» **WHAT TO DO**
Using the passage on the Apollo CSM's mass, explain why a newly built version of the spacecraft would not weigh substantially less. Answer in one to three sentences.

» **DOCUMENT SECTION**

>> start

The Saturn V Apollo *CSM* weighed about 30 tonnes for lunar missions. The *CM* only weighed 5.8 tonnes. About 18.5 tonnes of the total CSM mass (nearly 62% of the total) was propellant. That propellant provided enough delta-v to do a lunar insertion burn and a trans-Earth injection burn, in addition to providing for LM rendezvous/docking and various course adjustment and lunar orbit shifting maneuvers as required.

If this spacecraft were built new today, it might be possible to shave a few tens of kilograms off of the vehicle dry mass, but the total mass would not change substantially. No one to my knowledge is proposing using liquid hydrogen/LOX for crew spacecraft propellant. The standard is still hypergolic N2O4/UDMH or something similar, as it was for Apollo.

>> end

» **RECORDS SUPPLIED**
>> start

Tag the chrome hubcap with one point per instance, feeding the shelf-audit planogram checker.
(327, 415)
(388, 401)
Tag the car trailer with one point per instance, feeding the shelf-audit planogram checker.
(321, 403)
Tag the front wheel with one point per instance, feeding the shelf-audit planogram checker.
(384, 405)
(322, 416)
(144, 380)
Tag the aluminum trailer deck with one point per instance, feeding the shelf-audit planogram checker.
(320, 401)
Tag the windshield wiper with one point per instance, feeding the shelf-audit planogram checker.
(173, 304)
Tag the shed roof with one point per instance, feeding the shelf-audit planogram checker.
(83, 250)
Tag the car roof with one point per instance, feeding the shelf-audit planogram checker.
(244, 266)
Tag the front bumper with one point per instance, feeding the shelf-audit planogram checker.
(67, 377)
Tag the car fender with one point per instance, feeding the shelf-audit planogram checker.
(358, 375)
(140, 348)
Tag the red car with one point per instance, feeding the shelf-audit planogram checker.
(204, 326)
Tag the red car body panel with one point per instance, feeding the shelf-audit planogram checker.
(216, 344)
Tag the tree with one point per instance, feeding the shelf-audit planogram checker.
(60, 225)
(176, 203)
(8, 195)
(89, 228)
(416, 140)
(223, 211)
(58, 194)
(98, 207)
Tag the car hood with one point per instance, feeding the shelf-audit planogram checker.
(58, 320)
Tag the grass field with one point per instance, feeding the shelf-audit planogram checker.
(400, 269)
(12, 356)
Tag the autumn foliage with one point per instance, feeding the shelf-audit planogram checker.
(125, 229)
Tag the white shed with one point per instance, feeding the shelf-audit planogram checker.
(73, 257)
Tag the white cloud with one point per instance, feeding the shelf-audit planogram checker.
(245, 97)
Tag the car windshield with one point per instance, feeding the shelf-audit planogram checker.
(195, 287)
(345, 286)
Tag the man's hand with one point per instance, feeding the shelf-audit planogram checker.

>> end

» **SOLUTION FOR THIS TASK**
A modern build might shave only a few tens of kilograms off the dry mass. The propellant would also stay the same kind: no one is proposing liquid hydrogen/LOX for crew spacecraft, and the standard is still hypergolic N2O4/UDMH or something similar, as it was for Apollo.